__GIVEN TEXT__.
I checked out your photos... I'm wondering why you're allowing the full resolution digital file to be downloaded. When the window pops up on the right of the image all I had to do was click save and I now have the full resolution image. (well its says 240 dpi at 4272 x 2848 but even if that's not full resolution, that's high enough for me to get it printed on my own.)

Get rid of that option, who knows how many people are getting freebies this way. Can you view on Smugmug how many people have downloaded your digital files? You might want to check this out if you can.


----------



## MrBarney (Jul 23, 2010)

BekahAura said:


> I checked out your photos... I'm wondering why you're allowing the full resolution digital file to be downloaded. When the window pops up on the right of the image all I had to do was click save and I now have the full resolution image. (well its says 240 dpi at 4272 x 2848 but even if that's not full resolution, that's high enough for me to get it printed on my own.)
> 
> Get rid of that option, who knows how many people are getting freebies this way. Can you view on Smugmug how many people have downloaded your digital files? You might want to check this out if you can.



I'm not sure where you are getting the option to click and save (I couldn't) but I absolutely agree with removing the larger image sizes.  Don't show anything printable without a really ugly watermark 

I was also able to obtain a full resolution (9.4MB) image from within firefox with only a little more effort than Bekah.


----------



## BekahAura (Jul 23, 2010)

MrBarney said:


> I'm not sure where you are getting the option to click and save (I couldn't) but I absolutely agree with removing the larger image sizes.  Don't show anything printable without a really ugly watermark
> 
> I was also able to obtain a full resolution (9.4MB) image from within firefox with only a little more effort than Bekah.



Just in case the OP is also unaware of how I downloaded the file: If you hover over the image with you mouse a menu slides out on the right side of the image. The last icon on the bottom of the menu, which looks like a folder, is what I clicked on.

__DATA EXCERPTS__.
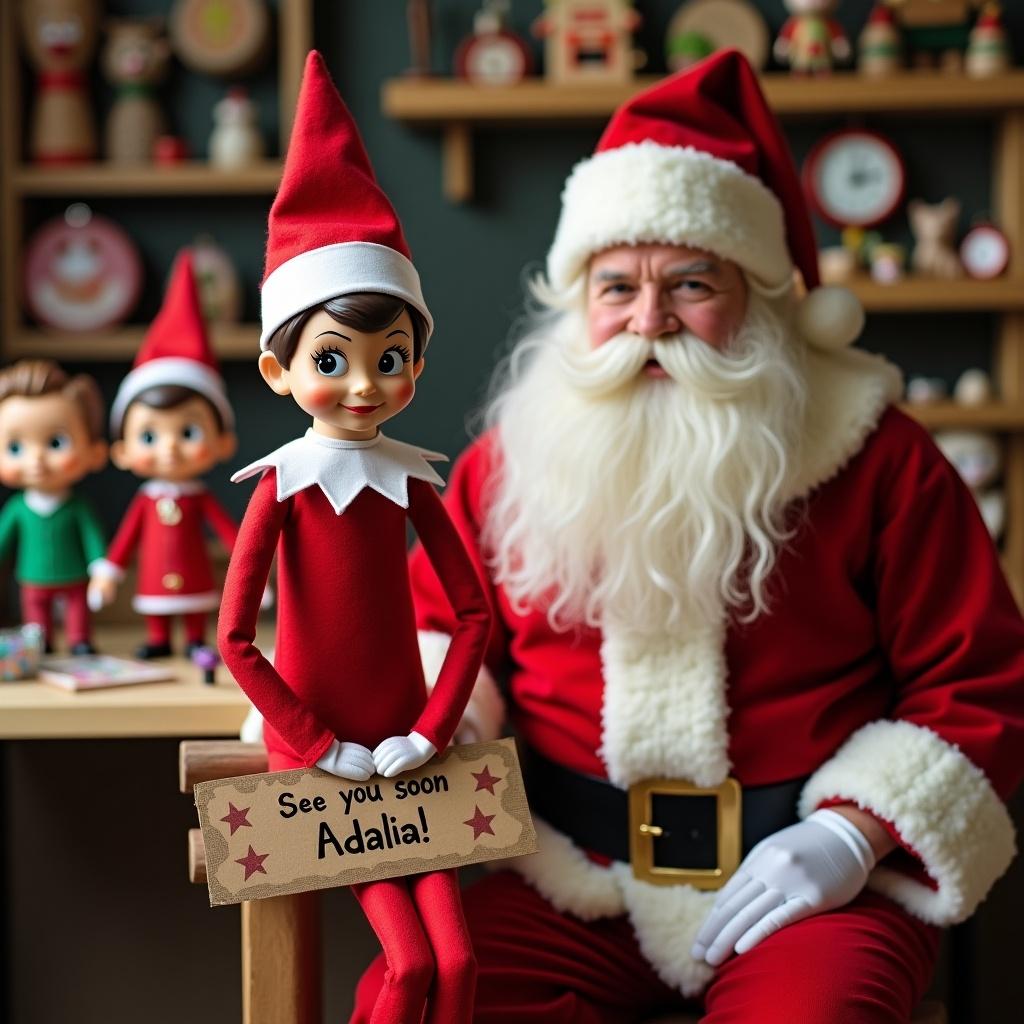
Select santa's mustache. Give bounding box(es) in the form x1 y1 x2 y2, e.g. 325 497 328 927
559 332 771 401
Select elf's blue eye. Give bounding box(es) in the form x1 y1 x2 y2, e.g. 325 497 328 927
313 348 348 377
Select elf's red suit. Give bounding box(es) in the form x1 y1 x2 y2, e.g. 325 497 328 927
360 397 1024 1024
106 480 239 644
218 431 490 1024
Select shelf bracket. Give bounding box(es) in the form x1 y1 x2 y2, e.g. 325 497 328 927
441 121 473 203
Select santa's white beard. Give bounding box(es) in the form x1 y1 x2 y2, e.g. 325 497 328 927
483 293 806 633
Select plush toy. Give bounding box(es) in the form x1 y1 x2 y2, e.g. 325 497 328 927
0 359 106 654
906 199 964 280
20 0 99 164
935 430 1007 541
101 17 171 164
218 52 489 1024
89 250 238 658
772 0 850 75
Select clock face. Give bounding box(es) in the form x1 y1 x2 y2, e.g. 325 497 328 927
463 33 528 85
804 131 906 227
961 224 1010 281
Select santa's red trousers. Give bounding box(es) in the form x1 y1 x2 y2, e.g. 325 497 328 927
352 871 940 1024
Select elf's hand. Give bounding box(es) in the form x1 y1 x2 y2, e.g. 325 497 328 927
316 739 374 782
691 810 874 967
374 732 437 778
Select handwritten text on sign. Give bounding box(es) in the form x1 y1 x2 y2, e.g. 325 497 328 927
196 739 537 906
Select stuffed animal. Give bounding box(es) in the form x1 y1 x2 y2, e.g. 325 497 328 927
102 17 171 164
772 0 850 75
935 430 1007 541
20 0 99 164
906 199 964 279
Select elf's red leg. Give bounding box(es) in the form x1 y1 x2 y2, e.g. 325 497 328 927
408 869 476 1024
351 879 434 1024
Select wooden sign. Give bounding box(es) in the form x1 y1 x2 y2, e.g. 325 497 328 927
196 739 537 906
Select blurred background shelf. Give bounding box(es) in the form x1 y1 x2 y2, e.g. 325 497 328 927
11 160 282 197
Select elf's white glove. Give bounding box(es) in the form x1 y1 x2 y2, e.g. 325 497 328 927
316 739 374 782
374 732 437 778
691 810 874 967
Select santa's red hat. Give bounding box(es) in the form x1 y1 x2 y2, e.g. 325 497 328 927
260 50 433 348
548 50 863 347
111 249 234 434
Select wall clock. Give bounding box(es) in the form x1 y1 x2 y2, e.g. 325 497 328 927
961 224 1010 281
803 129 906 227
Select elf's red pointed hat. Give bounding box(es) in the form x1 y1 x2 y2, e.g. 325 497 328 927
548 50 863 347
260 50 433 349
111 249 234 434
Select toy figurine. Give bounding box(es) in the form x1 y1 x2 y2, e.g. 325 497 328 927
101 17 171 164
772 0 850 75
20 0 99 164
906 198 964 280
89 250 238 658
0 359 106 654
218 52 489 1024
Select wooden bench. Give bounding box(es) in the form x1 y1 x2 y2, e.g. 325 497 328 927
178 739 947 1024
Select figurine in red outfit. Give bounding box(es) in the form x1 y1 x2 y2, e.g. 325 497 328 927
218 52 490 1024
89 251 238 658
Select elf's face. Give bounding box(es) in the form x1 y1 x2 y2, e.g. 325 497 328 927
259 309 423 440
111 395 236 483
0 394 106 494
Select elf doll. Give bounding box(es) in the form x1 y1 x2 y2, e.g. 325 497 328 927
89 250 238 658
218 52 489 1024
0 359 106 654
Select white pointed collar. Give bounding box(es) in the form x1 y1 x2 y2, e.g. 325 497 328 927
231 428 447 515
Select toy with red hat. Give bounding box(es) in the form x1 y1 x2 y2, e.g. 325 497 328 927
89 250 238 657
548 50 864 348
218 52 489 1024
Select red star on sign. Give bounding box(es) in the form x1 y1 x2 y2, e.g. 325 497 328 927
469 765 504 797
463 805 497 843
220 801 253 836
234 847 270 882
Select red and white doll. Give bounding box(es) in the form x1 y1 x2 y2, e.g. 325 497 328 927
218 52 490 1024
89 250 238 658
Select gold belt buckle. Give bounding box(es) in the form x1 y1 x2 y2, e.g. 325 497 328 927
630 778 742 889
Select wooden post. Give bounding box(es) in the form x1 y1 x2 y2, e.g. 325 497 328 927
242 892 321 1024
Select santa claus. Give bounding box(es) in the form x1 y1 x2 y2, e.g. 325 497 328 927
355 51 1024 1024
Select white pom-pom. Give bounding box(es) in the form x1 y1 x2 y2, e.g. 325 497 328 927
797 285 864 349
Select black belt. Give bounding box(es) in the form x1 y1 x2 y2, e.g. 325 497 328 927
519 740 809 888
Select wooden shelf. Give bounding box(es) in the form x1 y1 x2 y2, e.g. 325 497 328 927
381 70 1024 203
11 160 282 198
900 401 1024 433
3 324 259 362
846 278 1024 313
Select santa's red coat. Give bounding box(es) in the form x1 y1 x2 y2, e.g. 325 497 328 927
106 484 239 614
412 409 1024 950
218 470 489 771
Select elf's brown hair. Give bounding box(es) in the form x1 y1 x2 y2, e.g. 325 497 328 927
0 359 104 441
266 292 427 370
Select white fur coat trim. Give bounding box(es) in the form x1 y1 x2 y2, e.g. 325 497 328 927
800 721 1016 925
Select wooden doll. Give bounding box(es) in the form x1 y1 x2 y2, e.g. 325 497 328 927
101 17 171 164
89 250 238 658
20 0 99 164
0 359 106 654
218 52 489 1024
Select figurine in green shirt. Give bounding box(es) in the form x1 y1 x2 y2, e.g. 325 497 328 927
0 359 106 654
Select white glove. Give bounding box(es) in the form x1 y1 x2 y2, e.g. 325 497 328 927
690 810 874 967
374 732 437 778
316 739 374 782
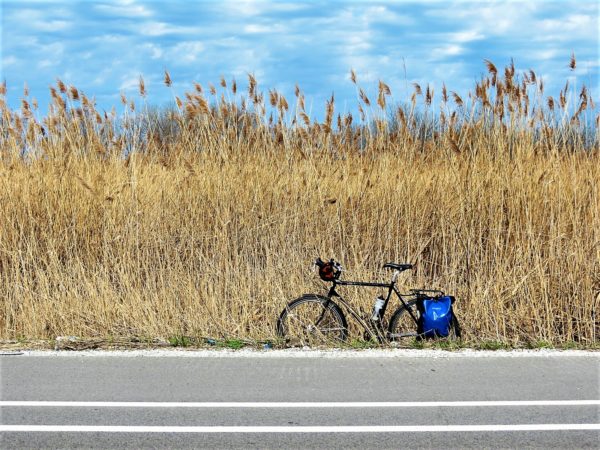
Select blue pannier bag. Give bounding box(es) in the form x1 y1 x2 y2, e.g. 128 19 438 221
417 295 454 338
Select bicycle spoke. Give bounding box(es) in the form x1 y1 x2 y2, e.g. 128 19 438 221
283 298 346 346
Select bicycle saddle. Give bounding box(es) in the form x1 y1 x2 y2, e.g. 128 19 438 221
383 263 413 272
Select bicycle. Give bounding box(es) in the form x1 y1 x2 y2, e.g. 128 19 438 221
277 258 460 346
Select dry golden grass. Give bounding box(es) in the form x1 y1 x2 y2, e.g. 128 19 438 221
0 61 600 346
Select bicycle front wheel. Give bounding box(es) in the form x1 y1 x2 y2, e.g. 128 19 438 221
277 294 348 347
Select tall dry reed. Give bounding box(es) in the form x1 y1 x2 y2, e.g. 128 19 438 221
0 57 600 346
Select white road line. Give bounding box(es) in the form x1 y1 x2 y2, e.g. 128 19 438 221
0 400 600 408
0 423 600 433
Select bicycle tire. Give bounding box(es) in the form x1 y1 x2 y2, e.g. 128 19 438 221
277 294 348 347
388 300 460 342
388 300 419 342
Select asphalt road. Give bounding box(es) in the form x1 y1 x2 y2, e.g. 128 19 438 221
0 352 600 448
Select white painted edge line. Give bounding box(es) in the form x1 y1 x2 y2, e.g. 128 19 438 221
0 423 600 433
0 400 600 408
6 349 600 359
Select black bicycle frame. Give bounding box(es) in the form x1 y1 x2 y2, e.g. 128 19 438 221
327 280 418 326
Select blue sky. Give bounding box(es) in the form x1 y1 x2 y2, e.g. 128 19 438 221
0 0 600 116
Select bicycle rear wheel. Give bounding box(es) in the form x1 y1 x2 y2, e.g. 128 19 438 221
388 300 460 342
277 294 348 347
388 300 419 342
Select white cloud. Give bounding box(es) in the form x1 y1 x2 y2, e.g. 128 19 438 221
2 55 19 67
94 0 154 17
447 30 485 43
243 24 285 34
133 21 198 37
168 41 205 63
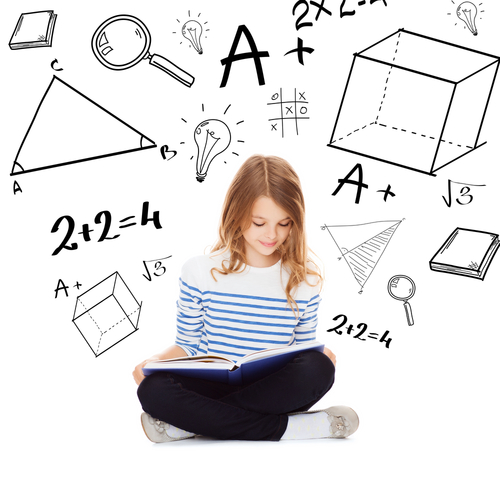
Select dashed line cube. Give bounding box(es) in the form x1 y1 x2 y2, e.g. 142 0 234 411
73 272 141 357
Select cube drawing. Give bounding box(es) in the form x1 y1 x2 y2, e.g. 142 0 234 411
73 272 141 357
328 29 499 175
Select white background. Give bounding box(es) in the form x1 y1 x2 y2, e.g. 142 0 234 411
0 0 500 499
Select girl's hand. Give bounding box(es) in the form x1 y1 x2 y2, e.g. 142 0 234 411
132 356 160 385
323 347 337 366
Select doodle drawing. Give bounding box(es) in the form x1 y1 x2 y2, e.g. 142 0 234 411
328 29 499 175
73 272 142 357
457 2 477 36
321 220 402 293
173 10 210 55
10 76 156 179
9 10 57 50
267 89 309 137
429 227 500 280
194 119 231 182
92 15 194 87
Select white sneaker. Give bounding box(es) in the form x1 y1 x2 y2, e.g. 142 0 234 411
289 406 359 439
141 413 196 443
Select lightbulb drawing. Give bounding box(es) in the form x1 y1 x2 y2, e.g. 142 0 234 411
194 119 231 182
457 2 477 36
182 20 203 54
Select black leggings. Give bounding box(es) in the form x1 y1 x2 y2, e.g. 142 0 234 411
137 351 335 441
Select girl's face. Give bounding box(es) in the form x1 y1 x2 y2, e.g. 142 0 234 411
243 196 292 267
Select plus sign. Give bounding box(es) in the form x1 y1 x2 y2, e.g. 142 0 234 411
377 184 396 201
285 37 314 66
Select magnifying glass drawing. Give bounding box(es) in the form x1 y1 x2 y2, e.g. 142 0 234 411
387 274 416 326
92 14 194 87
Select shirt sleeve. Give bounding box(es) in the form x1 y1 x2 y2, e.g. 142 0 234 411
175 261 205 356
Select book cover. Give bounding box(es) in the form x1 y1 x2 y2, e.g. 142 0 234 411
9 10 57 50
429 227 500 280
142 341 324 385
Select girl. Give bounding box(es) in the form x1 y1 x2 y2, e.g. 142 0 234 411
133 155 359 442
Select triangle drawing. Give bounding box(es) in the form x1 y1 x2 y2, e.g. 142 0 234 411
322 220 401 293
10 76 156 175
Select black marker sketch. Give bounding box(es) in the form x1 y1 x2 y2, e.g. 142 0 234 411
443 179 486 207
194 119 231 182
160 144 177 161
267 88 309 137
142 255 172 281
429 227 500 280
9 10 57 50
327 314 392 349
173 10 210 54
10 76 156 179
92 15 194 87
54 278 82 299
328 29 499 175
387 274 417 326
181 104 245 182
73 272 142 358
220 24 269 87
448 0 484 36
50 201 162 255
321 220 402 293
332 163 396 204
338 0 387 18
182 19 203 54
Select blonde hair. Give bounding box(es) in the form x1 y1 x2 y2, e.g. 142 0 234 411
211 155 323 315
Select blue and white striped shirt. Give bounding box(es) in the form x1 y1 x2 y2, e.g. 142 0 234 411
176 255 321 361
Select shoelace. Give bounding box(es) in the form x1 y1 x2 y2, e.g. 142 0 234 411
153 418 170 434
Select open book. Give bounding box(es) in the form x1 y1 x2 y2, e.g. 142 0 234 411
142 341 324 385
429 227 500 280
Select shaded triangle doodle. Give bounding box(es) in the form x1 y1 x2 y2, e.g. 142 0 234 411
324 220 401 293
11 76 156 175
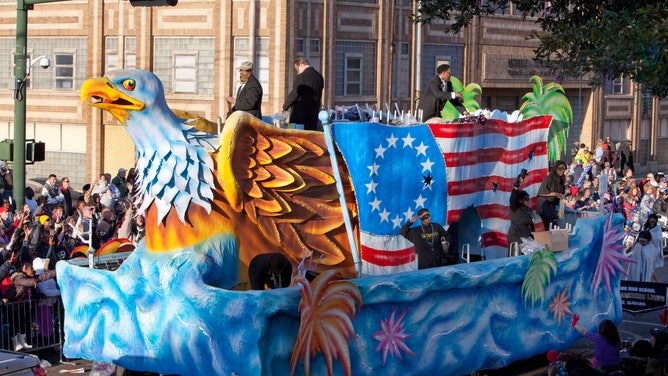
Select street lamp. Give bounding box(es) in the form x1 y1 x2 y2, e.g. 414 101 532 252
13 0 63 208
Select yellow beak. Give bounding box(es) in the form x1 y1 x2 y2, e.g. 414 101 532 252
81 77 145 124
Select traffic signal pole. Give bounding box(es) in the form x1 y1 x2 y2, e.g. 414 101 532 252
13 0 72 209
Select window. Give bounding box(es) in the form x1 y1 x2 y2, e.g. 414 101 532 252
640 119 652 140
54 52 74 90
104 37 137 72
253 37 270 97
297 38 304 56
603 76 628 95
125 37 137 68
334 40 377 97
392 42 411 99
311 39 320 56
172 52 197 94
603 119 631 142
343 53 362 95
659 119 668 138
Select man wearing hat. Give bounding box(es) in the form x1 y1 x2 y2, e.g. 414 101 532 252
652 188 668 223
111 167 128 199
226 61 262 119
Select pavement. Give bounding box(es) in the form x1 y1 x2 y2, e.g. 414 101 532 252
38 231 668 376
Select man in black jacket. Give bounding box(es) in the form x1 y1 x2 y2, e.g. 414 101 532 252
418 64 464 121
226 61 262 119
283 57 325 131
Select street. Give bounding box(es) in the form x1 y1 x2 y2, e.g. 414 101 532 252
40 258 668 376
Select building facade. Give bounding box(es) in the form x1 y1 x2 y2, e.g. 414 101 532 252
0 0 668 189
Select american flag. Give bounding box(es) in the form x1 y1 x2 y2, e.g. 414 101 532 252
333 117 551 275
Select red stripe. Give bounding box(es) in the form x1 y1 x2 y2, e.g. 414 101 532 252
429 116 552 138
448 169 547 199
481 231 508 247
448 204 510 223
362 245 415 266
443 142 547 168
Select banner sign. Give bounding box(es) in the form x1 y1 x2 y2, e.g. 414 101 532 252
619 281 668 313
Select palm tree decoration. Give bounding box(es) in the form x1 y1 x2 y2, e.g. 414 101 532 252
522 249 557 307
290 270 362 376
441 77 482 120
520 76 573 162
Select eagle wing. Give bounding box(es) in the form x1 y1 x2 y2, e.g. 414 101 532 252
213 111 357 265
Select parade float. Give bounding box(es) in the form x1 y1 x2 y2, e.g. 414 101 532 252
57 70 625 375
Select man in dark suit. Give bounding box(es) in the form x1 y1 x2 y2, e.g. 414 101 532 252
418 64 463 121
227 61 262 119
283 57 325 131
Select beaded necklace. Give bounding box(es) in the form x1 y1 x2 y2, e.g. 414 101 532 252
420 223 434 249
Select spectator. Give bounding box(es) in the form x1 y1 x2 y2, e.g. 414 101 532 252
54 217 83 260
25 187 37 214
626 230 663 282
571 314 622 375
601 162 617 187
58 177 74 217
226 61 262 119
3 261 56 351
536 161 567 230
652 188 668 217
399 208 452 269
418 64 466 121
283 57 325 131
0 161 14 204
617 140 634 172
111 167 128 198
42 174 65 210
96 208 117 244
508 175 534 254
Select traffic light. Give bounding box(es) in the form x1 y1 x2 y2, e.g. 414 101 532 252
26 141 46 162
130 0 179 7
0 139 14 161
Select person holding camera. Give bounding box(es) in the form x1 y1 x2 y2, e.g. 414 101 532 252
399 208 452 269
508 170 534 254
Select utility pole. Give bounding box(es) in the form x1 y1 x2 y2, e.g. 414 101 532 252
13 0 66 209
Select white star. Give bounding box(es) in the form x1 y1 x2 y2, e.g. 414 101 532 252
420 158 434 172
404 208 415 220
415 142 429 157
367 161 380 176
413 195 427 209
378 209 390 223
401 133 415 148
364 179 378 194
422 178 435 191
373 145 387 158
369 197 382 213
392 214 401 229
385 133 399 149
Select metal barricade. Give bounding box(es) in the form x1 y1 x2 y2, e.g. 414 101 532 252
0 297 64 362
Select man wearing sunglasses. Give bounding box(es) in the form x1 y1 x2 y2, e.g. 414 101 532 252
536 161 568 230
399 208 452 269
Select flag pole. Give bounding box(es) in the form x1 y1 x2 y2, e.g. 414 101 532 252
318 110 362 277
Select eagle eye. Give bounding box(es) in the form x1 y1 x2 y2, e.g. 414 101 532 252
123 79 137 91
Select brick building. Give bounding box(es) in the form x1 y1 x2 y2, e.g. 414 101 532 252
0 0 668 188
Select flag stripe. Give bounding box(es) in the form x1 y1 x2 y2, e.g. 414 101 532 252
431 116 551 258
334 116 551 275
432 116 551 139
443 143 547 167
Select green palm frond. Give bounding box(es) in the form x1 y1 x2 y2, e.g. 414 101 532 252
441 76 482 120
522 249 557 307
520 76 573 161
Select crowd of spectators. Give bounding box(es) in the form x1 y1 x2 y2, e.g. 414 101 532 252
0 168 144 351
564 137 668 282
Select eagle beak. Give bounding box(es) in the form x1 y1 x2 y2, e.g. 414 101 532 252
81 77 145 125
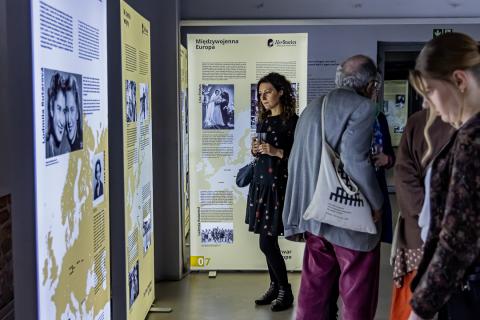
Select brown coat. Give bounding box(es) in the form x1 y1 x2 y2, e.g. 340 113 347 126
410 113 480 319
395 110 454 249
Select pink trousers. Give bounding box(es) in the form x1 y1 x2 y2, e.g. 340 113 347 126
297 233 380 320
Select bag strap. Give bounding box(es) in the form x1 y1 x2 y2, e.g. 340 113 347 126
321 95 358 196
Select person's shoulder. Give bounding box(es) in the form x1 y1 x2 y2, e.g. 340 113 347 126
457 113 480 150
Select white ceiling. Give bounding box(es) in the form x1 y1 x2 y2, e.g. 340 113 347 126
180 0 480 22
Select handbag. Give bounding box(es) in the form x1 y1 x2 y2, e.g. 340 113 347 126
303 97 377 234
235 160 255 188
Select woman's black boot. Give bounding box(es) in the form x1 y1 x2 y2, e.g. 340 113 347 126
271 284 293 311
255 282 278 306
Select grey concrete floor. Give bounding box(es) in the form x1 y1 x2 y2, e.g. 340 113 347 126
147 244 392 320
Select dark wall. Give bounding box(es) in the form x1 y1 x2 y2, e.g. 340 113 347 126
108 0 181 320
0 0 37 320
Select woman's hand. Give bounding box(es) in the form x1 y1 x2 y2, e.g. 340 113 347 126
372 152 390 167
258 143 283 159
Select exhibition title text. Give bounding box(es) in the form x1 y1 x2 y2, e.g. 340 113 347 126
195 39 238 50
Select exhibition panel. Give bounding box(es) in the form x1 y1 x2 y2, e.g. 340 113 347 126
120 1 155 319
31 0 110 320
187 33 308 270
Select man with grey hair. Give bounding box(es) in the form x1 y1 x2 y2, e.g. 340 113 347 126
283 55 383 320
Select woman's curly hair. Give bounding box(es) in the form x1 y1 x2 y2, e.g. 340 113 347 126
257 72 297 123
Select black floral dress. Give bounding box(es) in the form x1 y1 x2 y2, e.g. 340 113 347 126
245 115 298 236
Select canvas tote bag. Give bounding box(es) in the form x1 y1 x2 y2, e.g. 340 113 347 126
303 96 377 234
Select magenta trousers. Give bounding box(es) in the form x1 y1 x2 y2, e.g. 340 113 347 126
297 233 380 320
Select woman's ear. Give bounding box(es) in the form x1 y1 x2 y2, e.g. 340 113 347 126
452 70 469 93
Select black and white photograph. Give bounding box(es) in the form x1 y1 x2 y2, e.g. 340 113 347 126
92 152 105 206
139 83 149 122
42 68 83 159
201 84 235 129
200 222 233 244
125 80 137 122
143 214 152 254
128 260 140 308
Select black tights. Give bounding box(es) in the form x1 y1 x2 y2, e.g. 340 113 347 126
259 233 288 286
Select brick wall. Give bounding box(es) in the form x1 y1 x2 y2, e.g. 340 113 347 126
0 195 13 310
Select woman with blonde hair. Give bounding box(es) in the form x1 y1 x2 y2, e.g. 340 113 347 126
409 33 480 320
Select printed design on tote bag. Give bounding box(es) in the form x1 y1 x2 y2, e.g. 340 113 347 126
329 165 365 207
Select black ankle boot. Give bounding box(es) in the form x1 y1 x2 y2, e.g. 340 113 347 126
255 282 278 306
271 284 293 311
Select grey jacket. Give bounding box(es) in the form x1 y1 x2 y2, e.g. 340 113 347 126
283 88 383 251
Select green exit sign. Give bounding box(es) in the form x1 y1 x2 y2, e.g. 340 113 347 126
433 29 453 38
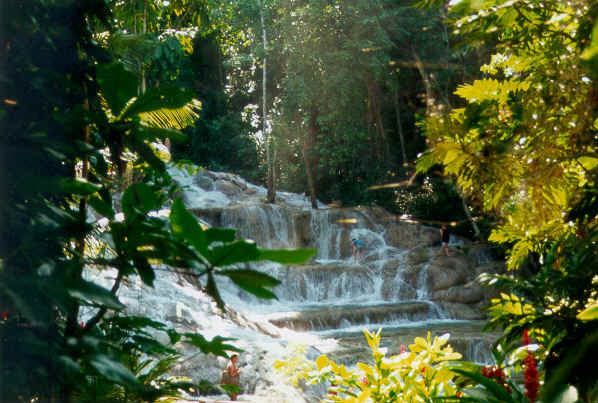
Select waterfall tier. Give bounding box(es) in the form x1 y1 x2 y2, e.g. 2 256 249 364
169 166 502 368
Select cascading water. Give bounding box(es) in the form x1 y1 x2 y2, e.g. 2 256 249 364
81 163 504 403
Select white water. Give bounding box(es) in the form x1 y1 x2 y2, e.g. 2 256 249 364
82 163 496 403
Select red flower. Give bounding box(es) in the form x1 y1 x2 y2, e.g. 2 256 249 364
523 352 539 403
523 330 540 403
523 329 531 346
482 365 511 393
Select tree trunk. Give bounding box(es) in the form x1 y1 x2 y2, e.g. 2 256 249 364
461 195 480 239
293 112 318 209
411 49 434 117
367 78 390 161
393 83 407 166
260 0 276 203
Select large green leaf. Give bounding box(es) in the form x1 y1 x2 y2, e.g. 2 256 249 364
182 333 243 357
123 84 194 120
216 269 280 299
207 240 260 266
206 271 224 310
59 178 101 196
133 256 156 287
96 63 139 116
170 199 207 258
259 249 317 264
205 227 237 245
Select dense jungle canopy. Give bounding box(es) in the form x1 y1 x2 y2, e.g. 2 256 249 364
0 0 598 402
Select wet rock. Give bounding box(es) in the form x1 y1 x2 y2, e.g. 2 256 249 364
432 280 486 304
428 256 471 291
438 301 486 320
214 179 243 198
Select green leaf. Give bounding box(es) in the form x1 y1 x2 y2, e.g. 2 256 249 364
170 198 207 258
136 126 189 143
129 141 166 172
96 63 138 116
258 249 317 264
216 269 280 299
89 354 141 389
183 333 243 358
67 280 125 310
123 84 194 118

__PROBLEMS__.
(a) In the forum thread, how large was the full resolution image MrBarney got from within Firefox?
(b) Rewrite the forum thread passage that opens with the words containing "## BekahAura (Jul" and closes with "I clicked on.", putting "camera" in place of "folder".
These lines have no connection to the forum thread.

__SOLUTIONS BELOW__.
(a) 9.4MB

(b)
## BekahAura (Jul 23, 2010)

MrBarney said:


> I'm not sure where you are getting the option to click and save (I couldn't) but I absolutely agree with removing the larger image sizes.  Don't show anything printable without a really ugly watermark
> 
> I was also able to obtain a full resolution (9.4MB) image from within firefox with only a little more effort than Bekah.



Just in case the OP is also unaware of how I downloaded the file: If you hover over the image with you mouse a menu slides out on the right side of the image. The last icon on the bottom of the menu, which looks like a camera, is what I clicked on.